◆ TASK TO COMPLETE
Set out the lines below as a JSON list of strings, one string per line, skipping blank lines and leaving out the pictures.

Dataset excerpt
........

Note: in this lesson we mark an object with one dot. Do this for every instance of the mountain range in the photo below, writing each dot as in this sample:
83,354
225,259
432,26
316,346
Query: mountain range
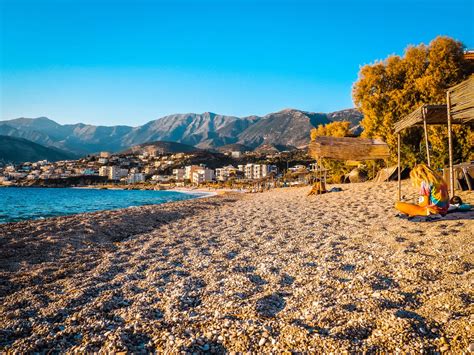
208,130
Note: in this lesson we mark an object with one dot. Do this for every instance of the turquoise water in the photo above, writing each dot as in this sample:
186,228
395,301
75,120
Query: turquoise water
19,204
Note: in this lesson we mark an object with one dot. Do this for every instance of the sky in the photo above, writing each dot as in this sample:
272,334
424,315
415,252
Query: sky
113,62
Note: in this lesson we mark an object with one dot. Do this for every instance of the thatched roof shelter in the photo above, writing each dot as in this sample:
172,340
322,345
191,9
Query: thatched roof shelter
461,99
433,114
348,148
459,110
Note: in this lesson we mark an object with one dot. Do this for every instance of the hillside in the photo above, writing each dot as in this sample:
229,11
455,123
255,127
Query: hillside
208,130
17,150
161,146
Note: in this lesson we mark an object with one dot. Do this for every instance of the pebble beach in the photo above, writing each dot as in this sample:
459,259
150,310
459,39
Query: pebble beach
267,272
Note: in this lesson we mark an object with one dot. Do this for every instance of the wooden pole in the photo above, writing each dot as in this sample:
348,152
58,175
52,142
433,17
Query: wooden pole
399,170
426,137
320,177
450,145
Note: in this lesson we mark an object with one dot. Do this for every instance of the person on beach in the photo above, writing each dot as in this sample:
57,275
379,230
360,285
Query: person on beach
434,197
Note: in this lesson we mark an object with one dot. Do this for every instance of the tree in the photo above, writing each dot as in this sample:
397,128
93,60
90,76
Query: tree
333,129
390,89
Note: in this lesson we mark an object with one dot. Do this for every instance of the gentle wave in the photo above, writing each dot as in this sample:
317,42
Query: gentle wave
19,204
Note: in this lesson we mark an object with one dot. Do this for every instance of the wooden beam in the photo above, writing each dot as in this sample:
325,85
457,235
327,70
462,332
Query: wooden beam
425,128
450,145
399,170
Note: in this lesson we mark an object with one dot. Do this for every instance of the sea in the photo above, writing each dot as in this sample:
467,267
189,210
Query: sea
29,203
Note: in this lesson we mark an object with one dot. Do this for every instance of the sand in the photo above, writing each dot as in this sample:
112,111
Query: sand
263,272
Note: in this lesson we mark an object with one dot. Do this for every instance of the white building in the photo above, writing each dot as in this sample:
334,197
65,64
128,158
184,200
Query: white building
189,170
223,174
179,174
236,154
112,172
135,177
257,171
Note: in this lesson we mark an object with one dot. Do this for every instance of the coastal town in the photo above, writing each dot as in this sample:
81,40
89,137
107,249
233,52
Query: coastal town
152,169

........

◆ TASK RESPONSE
[
  "Note: in this lesson we mark an object with one dot. Do this for every instance of the mountain range in the photo below, writing each dot as in this sample:",
  "83,354",
  "225,259",
  "432,26",
  "316,346",
  "Query: mountain range",
  "208,130",
  "Note: in this lesson we mark an object with one dot. Do this for every instance of the turquoise water in the photo above, writing each dot as in this sample:",
  "186,228",
  "395,301",
  "75,120",
  "Query: turquoise water",
  "19,204",
  "Note: in this lesson we mark an object with one dot. Do this for every instance of the sky in the photo above, writing each dot as in this sample:",
  "272,334",
  "424,315",
  "415,252",
  "Query: sky",
  "113,62",
  "Note: in this lesson we mark an object with one dot. Do this for every instance of the thatched roof shelter in the photo above, writing each dot as in this sample:",
  "172,340",
  "322,345",
  "191,9",
  "Query: thatched roof shelter",
  "461,99",
  "433,114",
  "348,148",
  "459,110",
  "Note: in this lesson we mark an object with one dot. Do this for every instance of the hillside in the photo above, writing each dot as in this sample:",
  "229,11",
  "455,123",
  "255,127",
  "Query: hillside",
  "208,130",
  "17,150",
  "161,146",
  "Note: in this lesson we mark an object with one dot. Do this for every instance of the pebble beach in the photo above, writing each dot as in this sample:",
  "459,259",
  "150,310",
  "459,39",
  "Query: pebble beach",
  "267,272",
  "Note: in this lesson we mark an object with one dot. Do this for every instance of the wooden pole in the photo above, writing each dot as in this sample:",
  "348,152",
  "58,175",
  "52,142",
  "433,17",
  "Query: wooden pole",
  "399,170",
  "426,137",
  "320,177",
  "450,145",
  "Note: in this lesson we mark an object with one dot. Do this for every instance of the person on beach in the photo above, writing each dot as in this sample:",
  "57,275",
  "379,230",
  "360,285",
  "Query: person on beach",
  "434,197",
  "Note: in this lesson we mark an object with one dot. Do this for every instance of the tree in the photo above, writing each dot as in this sample:",
  "397,128",
  "93,60",
  "90,76",
  "Query: tree",
  "333,129",
  "390,89",
  "Note: in this lesson we mark an object with one dot. Do this for every instance of the gentle wave in the photo above, writing each dot as in this sample:",
  "317,42",
  "Query: gentle wave",
  "19,204",
  "Note: in this lesson we mark an object with one dot. Do this for every instance of the wooden beam in the photo above, writing each dot as in this sample:",
  "325,85",
  "457,235",
  "327,70",
  "462,332",
  "Query: wooden beam",
  "425,128",
  "450,145",
  "399,170",
  "Note: in this lesson we mark an object with one dot. Do this for every instance of the sea in the photo above, writing each dot as in this sample:",
  "467,267",
  "189,210",
  "Query: sea",
  "29,203",
  "Note: in this lesson we mark an object with one dot. Do this for every instance of the sand in the photo above, writing each dot as in this sample:",
  "112,111",
  "Query: sand",
  "263,272",
  "Note: in this lesson we mark an object with one dot. Do this for every instance of the white building in the photo above, writing each dot as in this sample:",
  "334,197",
  "65,64",
  "128,158",
  "184,200",
  "Query: white building",
  "189,170",
  "223,174",
  "179,174",
  "236,154",
  "112,172",
  "135,177",
  "257,171",
  "Note: in this lesson we mark an object with one dot. Do this for every instance of the coastal town in the photo above, writing each dot as in this sample:",
  "81,40",
  "89,137",
  "107,249",
  "233,52",
  "Query: coastal town",
  "152,169"
]